*** The records ***
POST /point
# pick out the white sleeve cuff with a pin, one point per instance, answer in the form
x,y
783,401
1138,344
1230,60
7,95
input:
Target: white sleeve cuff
*** End of The records ***
Pull out every line in the data above that has the word "cuff".

### Response below
# pick out the white sleeve cuff with a pin, one point per instance, answer in the form
Target: white sleeve cuff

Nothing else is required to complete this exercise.